## START

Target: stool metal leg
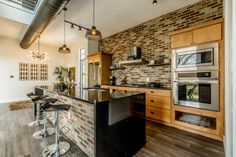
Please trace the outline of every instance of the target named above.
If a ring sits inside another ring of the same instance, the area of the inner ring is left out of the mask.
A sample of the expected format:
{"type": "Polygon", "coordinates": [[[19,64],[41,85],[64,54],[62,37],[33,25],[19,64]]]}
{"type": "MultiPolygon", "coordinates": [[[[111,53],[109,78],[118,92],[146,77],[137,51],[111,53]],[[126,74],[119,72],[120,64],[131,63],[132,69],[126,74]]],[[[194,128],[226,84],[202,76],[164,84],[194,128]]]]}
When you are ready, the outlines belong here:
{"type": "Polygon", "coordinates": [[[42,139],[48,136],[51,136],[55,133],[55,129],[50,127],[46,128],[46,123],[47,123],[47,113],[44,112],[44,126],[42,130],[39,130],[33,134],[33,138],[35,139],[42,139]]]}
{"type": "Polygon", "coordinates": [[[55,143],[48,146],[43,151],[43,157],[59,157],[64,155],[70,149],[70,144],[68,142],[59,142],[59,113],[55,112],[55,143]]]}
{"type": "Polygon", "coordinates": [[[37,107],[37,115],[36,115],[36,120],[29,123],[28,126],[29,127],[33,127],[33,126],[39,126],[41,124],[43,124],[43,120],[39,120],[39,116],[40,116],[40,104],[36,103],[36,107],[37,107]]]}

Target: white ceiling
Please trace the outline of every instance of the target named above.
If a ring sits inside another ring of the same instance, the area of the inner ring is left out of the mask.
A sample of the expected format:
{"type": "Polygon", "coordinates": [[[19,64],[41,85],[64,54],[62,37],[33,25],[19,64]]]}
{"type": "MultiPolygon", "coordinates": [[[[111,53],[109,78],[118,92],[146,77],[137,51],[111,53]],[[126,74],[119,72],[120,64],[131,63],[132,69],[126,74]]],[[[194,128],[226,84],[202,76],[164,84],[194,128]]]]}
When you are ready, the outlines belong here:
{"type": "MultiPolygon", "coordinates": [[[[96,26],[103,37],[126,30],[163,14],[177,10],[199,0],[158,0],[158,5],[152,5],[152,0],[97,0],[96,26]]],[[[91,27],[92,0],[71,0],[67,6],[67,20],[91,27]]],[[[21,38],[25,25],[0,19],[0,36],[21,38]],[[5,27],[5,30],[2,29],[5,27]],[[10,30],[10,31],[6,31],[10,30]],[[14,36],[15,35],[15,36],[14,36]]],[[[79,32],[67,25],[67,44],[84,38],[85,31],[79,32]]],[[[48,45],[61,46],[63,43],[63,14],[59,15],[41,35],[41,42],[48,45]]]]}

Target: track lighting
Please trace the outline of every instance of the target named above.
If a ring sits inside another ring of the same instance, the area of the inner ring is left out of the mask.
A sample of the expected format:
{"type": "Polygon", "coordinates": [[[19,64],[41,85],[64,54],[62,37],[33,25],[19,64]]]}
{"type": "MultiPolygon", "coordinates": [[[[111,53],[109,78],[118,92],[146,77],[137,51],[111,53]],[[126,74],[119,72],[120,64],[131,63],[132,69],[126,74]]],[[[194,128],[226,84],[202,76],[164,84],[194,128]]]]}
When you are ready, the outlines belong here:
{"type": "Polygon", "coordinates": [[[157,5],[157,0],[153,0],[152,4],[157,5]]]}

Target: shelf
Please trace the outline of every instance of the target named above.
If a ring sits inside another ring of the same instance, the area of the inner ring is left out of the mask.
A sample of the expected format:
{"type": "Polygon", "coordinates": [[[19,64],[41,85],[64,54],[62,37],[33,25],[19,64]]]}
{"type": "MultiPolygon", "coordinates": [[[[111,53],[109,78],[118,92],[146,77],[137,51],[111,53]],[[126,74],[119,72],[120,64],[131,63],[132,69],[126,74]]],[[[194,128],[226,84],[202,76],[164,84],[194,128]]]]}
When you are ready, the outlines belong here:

## END

Exercise task:
Copy out all of the data above word for word, omitting the picture.

Solution to this problem:
Target: stool metal leg
Please trace the outline of every instance of the target named above.
If a ring sits inside another ring of the same instance, the area of the inner ring is left out of the mask.
A sample of the expected format:
{"type": "Polygon", "coordinates": [[[19,64],[41,85],[64,54],[62,37],[33,25],[19,64]]]}
{"type": "MultiPolygon", "coordinates": [[[[111,53],[109,78],[118,92],[146,77],[137,51],[111,53]],[[126,74],[119,72],[120,64],[131,63],[132,69],[126,74]]],[[[194,128],[226,84],[202,76],[164,84],[194,128]]]]}
When you are ready, the outlines belong here:
{"type": "Polygon", "coordinates": [[[42,139],[48,136],[51,136],[55,133],[55,129],[50,127],[46,128],[46,123],[47,123],[47,113],[44,112],[44,126],[42,130],[39,130],[33,134],[33,138],[35,139],[42,139]]]}
{"type": "Polygon", "coordinates": [[[55,143],[48,146],[43,151],[43,157],[59,157],[64,155],[70,149],[70,144],[68,142],[59,142],[59,113],[55,112],[55,143]]]}
{"type": "Polygon", "coordinates": [[[37,107],[37,115],[36,115],[36,120],[29,123],[28,126],[29,127],[33,127],[33,126],[39,126],[41,124],[43,124],[43,120],[39,120],[39,116],[40,116],[40,104],[36,103],[36,107],[37,107]]]}

Target: white ceiling
Please trace the outline of every instance of the target named above.
If a ring sits inside another ring of the same instance, the area of the inner ring is left out of the mask.
A sample of the expected format:
{"type": "Polygon", "coordinates": [[[19,64],[41,85],[64,54],[62,37],[33,25],[19,64]]]}
{"type": "MultiPolygon", "coordinates": [[[[111,53],[109,78],[118,92],[146,77],[137,51],[111,53]],[[126,74],[119,72],[120,64],[131,63],[132,69],[126,74]]],[[[194,128],[226,84],[202,76],[164,84],[194,128]]]]}
When you are ready, the outlines belong here:
{"type": "MultiPolygon", "coordinates": [[[[96,26],[103,37],[126,30],[163,14],[177,10],[199,0],[158,0],[158,5],[152,5],[152,0],[97,0],[96,26]]],[[[91,27],[92,0],[71,0],[67,6],[67,20],[91,27]]],[[[21,38],[25,25],[0,19],[0,36],[21,38]],[[5,27],[5,30],[2,29],[5,27]],[[10,30],[10,31],[6,31],[10,30]],[[14,36],[15,35],[15,36],[14,36]]],[[[79,32],[67,25],[67,44],[84,38],[85,31],[79,32]]],[[[48,45],[61,46],[63,43],[63,14],[59,15],[41,35],[41,42],[48,45]]]]}

Target: track lighting
Please trace the outline of every instance of the target named above.
If a ring sits inside another ring of the same instance, the area of the inner ring is left out of the mask.
A sample of the expected format:
{"type": "Polygon", "coordinates": [[[19,64],[41,85],[64,54],[62,37],[33,25],[19,64]]]}
{"type": "MultiPolygon", "coordinates": [[[[111,53],[109,78],[118,92],[146,77],[137,51],[111,53]],[[126,74],[119,72],[120,64],[131,63],[132,69],[126,74]]],[[[194,128],[226,84],[202,76],[164,84],[194,128]]]]}
When you are ready, the outlines belong here:
{"type": "Polygon", "coordinates": [[[157,5],[157,0],[153,0],[152,4],[157,5]]]}

Target: shelf
Please trace the outline of every instance of the target named above.
If a ring sits inside another ring of the same instance, the area of the inner ring is left out of the mask.
A sample of the expected format:
{"type": "Polygon", "coordinates": [[[19,64],[41,85],[64,54],[62,37],[33,25],[19,64]]]}
{"type": "MultiPolygon", "coordinates": [[[[111,53],[109,78],[118,92],[146,77],[137,51],[111,53]],[[126,74],[119,72],[120,64],[131,63],[132,69],[126,74]]],[[[194,128],[226,84],[202,76],[164,84],[194,128]]]]}
When you are ready, the outlines belong here:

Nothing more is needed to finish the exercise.